* _AIM OF THE EXERCISE_: Reproduce, from the lines below, exactly the stretch that begins at the line containing "Target: navy blue coat" and ends at the line containing "Target: sunlight on face", both included.

* _DATA TO USE_:
┄┄┄┄┄┄┄┄┄┄┄┄┄┄┄┄┄┄┄┄
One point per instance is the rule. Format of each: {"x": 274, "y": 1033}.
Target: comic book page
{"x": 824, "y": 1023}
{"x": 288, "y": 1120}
┄┄┄┄┄┄┄┄┄┄┄┄┄┄┄┄┄┄┄┄
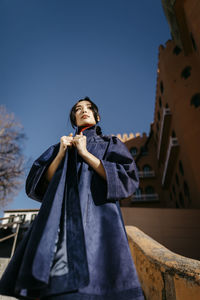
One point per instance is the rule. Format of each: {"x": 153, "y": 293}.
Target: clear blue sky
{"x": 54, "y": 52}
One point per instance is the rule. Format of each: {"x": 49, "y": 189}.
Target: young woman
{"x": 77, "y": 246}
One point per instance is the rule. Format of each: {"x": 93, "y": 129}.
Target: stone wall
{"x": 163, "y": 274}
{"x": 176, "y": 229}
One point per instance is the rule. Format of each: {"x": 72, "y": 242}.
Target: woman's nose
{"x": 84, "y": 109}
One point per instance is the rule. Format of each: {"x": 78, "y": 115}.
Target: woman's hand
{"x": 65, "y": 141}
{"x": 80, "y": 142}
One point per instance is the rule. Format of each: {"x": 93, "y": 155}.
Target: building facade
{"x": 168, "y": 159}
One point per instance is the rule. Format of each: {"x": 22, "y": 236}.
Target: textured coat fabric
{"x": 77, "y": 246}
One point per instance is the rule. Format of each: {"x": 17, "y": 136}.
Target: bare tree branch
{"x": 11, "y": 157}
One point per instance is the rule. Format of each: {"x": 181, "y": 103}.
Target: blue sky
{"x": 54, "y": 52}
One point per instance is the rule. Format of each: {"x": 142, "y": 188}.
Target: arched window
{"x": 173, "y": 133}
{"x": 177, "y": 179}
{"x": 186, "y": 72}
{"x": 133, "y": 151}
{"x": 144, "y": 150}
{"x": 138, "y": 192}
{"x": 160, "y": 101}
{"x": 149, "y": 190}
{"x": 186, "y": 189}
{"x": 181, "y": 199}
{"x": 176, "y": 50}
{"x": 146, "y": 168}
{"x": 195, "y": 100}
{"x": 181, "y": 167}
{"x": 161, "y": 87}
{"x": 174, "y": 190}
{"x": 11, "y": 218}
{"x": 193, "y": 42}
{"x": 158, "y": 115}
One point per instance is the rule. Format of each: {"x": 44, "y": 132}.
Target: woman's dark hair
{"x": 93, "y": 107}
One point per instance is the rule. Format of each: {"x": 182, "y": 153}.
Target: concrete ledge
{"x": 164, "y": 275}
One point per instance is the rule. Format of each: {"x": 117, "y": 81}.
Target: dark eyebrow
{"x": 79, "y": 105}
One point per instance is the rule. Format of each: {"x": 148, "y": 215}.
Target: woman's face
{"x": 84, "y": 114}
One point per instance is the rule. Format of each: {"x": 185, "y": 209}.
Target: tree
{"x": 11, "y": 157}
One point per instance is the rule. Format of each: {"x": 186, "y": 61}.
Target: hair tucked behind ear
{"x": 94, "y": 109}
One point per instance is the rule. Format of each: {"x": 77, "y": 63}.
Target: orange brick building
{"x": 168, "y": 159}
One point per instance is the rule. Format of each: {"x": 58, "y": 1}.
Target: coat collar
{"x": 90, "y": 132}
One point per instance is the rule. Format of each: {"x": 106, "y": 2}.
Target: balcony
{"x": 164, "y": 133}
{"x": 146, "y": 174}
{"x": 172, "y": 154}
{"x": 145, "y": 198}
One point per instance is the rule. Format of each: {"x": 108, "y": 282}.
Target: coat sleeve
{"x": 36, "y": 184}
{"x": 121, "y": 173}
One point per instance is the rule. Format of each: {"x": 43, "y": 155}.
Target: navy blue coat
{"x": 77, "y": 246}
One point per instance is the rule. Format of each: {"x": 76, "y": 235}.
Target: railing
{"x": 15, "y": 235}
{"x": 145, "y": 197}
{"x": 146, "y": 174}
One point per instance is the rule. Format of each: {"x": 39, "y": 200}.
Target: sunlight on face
┄┄┄┄┄┄┄┄┄┄┄┄┄┄┄┄┄┄┄┄
* _EXERCISE SOLUTION_:
Target: navy blue coat
{"x": 77, "y": 246}
One point per instance is the rule. Format of each: {"x": 76, "y": 235}.
Target: railing
{"x": 15, "y": 235}
{"x": 145, "y": 197}
{"x": 146, "y": 174}
One point per instance is the rule. Format of each: {"x": 39, "y": 200}.
Target: sunlight on face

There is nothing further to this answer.